• **Set tasks**:
**1)** According to the Champions League winners and losers piece, how many of Tottenham's Champions League matches did Dele Alli miss through suspension?
**2)** Arrange the entries from the line with "Q: Point to every instance of the rocky" through the last line of the entries as a JSON list of strings, one string per line, with blank lines omitted.

• **Document extract**:
____________

Champions League winners and losers

Date published: Thursday 2nd November 2017 12:00


Dele Alli
This was a big night for Dele Alli. Having been suspended for Tottenham’s first three Champions League matches of the season, he had missed out on the positive coverage of the victory over Dortmund and the draw in the Bernabeu. Alli has too much talent to become the forgotten man, but given his own form had been patchy in the Premier League, he needed to use Wednesday to remind Tottenham supporters and the wider public of his worth.

And how. The coverage of Alli in recent weeks, months even, have been in regards to his temperament, questions repeated after his spat with Ashley Young this weekend, but Wednesday was the reminder that you accept the silly nonsense when the boy can play like this. You had to pinch yourself as a 21-year-old England international really did put the European champions to the sword.

____________

• **Records for this task**:
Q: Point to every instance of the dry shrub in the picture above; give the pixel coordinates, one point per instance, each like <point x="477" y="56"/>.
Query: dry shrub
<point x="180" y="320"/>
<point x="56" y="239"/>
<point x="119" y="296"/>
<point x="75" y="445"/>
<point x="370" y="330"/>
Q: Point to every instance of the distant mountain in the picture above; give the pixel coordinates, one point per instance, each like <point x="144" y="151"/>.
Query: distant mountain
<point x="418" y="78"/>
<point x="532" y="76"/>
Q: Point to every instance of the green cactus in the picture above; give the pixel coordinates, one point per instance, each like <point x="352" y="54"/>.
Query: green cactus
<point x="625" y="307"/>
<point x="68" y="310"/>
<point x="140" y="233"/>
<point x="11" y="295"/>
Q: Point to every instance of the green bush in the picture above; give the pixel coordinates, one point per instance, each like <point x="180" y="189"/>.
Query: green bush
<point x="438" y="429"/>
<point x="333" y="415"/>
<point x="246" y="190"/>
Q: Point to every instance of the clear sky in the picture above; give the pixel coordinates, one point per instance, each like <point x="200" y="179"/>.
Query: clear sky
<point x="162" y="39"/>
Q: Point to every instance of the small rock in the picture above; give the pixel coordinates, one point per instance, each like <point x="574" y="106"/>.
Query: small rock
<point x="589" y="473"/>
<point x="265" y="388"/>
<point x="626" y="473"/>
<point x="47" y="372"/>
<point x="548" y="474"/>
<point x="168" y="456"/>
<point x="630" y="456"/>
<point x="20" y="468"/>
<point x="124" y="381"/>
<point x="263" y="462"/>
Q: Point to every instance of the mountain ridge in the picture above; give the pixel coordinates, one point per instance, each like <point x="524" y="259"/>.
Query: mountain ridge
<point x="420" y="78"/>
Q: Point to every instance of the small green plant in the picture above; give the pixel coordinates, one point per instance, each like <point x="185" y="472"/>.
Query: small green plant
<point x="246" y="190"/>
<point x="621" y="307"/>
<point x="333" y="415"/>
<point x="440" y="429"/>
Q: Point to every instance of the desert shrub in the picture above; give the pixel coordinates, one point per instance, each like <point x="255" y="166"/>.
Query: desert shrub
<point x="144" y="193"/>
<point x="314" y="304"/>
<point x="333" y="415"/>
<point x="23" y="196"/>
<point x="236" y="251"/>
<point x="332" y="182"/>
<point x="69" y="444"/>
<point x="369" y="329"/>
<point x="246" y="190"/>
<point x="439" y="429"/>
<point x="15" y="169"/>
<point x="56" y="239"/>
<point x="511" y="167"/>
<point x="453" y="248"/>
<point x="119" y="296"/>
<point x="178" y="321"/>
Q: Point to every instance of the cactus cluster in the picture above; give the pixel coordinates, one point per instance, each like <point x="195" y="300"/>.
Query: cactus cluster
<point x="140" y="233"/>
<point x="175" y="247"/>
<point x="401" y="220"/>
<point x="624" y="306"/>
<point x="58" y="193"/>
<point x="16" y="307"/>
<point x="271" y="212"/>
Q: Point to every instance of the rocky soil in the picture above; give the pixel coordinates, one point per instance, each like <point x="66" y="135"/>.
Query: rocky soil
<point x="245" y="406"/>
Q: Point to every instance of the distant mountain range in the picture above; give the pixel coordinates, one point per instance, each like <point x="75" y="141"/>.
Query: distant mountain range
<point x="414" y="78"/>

____________

• **Worked solutions**:
**1)** He missed Tottenham's first three Champions League matches of the season.

**2)**
[
  "Q: Point to every instance of the rocky soil in the picture above; give the pixel coordinates, one point per instance, each like <point x=\"66\" y=\"135\"/>.",
  "Query: rocky soil",
  "<point x=\"245\" y=\"406\"/>",
  "Q: Point to every instance of the distant mountain range in the picture above; give the pixel coordinates, one point per instance, each like <point x=\"75\" y=\"141\"/>.",
  "Query: distant mountain range",
  "<point x=\"414\" y=\"78\"/>"
]